═══ AVAILABLE DATA ═══
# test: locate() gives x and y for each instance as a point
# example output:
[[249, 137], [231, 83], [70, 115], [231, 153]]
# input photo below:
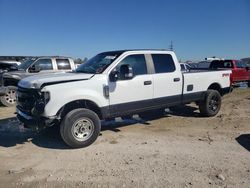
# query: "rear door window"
[[137, 62], [163, 63], [63, 64]]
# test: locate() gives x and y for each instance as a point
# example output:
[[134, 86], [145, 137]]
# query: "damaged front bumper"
[[3, 90], [35, 122]]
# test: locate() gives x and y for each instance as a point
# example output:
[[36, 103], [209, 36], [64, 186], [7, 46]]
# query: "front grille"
[[26, 99]]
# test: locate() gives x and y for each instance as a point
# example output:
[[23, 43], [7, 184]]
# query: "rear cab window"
[[137, 62], [163, 63], [221, 64], [63, 64]]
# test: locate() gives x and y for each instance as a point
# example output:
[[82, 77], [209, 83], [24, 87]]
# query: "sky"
[[83, 28]]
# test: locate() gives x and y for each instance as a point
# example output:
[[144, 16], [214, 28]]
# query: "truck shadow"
[[13, 134], [244, 141], [184, 111]]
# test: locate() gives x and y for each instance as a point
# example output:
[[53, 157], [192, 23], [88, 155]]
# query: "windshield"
[[99, 63], [26, 64]]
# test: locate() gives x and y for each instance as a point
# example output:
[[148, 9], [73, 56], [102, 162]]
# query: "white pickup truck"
[[115, 84]]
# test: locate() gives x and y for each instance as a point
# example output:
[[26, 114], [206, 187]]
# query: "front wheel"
[[211, 104], [80, 128], [9, 99]]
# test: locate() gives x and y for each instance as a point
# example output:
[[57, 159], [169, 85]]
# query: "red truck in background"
[[240, 70]]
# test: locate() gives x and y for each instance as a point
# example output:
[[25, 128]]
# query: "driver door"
[[136, 93]]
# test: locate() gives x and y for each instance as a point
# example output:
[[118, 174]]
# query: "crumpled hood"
[[52, 78]]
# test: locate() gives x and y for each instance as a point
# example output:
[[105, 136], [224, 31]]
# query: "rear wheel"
[[9, 99], [80, 128], [211, 104]]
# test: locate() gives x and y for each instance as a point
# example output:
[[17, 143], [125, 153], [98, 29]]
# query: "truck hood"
[[15, 74], [38, 81]]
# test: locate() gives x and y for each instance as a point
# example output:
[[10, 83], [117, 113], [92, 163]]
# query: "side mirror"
[[13, 67], [126, 72], [113, 77], [35, 68]]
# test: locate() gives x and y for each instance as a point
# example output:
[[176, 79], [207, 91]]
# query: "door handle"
[[147, 82], [177, 79]]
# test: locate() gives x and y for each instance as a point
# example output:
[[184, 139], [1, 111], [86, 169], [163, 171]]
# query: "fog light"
[[39, 107]]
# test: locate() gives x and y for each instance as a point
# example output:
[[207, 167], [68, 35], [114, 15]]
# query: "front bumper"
[[3, 90], [34, 122]]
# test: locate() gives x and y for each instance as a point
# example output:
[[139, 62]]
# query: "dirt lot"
[[178, 150]]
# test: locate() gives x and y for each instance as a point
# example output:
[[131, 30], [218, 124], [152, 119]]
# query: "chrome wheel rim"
[[10, 96], [83, 129]]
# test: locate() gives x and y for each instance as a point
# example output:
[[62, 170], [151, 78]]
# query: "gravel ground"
[[180, 149]]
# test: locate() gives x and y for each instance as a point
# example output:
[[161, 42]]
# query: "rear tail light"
[[231, 79]]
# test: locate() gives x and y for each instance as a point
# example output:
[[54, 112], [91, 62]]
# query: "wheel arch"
[[80, 103], [216, 86]]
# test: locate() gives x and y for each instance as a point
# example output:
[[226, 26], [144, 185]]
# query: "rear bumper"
[[3, 90]]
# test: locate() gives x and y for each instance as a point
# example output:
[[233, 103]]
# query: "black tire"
[[9, 99], [127, 117], [211, 104], [152, 114], [71, 132]]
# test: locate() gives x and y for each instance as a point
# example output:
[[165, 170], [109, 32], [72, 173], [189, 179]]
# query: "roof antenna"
[[171, 47]]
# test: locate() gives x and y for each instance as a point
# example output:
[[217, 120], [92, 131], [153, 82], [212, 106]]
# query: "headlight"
[[41, 103], [46, 96]]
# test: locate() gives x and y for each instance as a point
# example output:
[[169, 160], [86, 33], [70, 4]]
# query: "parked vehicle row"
[[240, 70], [30, 67], [115, 84]]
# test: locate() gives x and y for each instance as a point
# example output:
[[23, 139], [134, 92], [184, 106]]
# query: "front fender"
[[58, 101]]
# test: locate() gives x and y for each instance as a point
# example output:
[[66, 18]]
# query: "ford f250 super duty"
═══
HOW TO COMPLETE THIS TASK:
This calls for each record above to be set down exactly, with the images skipped.

RESULT FOR THIS EXERCISE:
# test: locate() gives x and y for each instance as a point
# example output:
[[249, 137], [231, 83], [70, 115], [231, 153]]
# input photo below:
# query: "rear door window"
[[137, 62], [163, 63], [63, 64]]
# test: locate() gives x and y for each instance as a point
# example output:
[[134, 86], [145, 137]]
# query: "damaged front bumper"
[[3, 90], [35, 122]]
# test: locate() gives x and y for each instance as a point
# example output:
[[36, 103], [209, 36], [64, 186], [7, 46]]
# query: "front grille"
[[26, 99]]
# test: locate() gives x and y for each instance as a point
# example output:
[[23, 43], [7, 184]]
# query: "rear cab window"
[[137, 62], [163, 63], [221, 64], [63, 64]]
# test: locate() gives x and y for each instance as a point
# example output:
[[82, 77], [209, 83], [24, 87]]
# query: "sky"
[[83, 28]]
# test: locate() gives x and y for each instance as a point
# example output:
[[144, 16], [214, 28]]
# query: "truck shadow"
[[13, 134], [244, 141], [184, 111]]
# test: locate() gives x and y for each instance as a point
# example output:
[[53, 157], [192, 23], [88, 155]]
# query: "windshield"
[[99, 63], [26, 64]]
# test: locate() gives x and y for each instance as a point
# example output:
[[148, 9], [73, 56], [102, 162]]
# query: "white pickup truck"
[[115, 84]]
# test: locate() gives x and y for each instance as a point
# example output:
[[26, 114], [206, 187]]
# query: "front wheel"
[[211, 104], [80, 128], [9, 99]]
# test: locate() gives x and y for each instance as a point
# example output:
[[57, 159], [169, 85]]
# query: "red truck in background"
[[240, 70]]
# test: locate() gives x and y for each instance as a point
# example output:
[[25, 128]]
# query: "driver door"
[[136, 93]]
# test: locate() gives x and y for each instance as a point
# example output:
[[118, 174]]
# query: "crumpled hood"
[[52, 78]]
# test: locate() gives x and y for each instance as a point
# example output:
[[105, 136], [224, 31]]
# query: "rear wheel"
[[9, 99], [80, 128], [211, 104]]
# test: locate() gives x and y for each instance as a point
# example output:
[[17, 143], [125, 153], [98, 29]]
# query: "truck hood"
[[15, 74], [38, 81]]
# test: locate() gives x and y for each instance as a point
# example output:
[[10, 83], [117, 113], [92, 163]]
# query: "side mirror"
[[13, 67], [126, 72], [113, 77], [35, 68]]
# test: locate() gives x and y for each instance as a point
# example output:
[[176, 79], [207, 91]]
# query: "door handle"
[[147, 82], [177, 79]]
# test: locate() gives x and y for each instance as a point
# example output:
[[184, 139], [1, 111], [86, 169], [163, 171]]
# query: "fog light"
[[39, 107]]
# test: locate() gives x and y for each instance as a point
# example output:
[[207, 167], [68, 35], [114, 15]]
# query: "front bumper"
[[3, 90], [34, 122]]
# test: locate() gives x and y for each instance as a point
# example output:
[[139, 62]]
# query: "dirt lot"
[[178, 150]]
# test: locate() gives x and y for each instance as a point
# example output:
[[131, 30], [218, 124], [152, 119]]
# query: "chrome wheel rim"
[[10, 96], [83, 129]]
# test: locate() gives x and y for each instance as a point
# example output:
[[62, 170], [151, 78]]
# query: "gravel ground"
[[180, 149]]
# test: locate() gives x and y for each instance as a point
# example output:
[[161, 42]]
# query: "rear tail light"
[[231, 79]]
# test: locate() gives x and y for each instance as a point
# example output:
[[54, 112], [91, 62]]
# query: "wheel arch"
[[80, 103], [216, 86]]
# test: locate() gives x and y for each instance as a point
# example output:
[[226, 26], [144, 185]]
# query: "rear bumper"
[[3, 90]]
# test: locate() gives x and y for each instance as a point
# example output:
[[233, 103]]
# query: "black tire"
[[9, 99], [127, 117], [211, 104], [152, 114], [71, 132]]
# test: locate() gives x and y for each instance as a point
# example output:
[[165, 170], [109, 32], [72, 173], [189, 179]]
# query: "roof antenna"
[[171, 47]]
# test: locate() gives x and y for each instance as a point
# example output:
[[217, 120], [92, 131], [153, 82], [212, 106]]
# query: "headlight"
[[41, 103], [46, 96]]
# test: locate() gives x and y for each instance as a point
# example output:
[[169, 160], [86, 33], [70, 4]]
# query: "parked vehicle row"
[[240, 70], [30, 67], [115, 84]]
# test: locate() gives x and y for each instance as a point
# example output:
[[23, 139], [134, 92], [184, 106]]
# query: "front fender"
[[58, 101]]
# test: locate() gives x and y for each instance as a point
# example output:
[[66, 18]]
# query: "ford f250 super duty"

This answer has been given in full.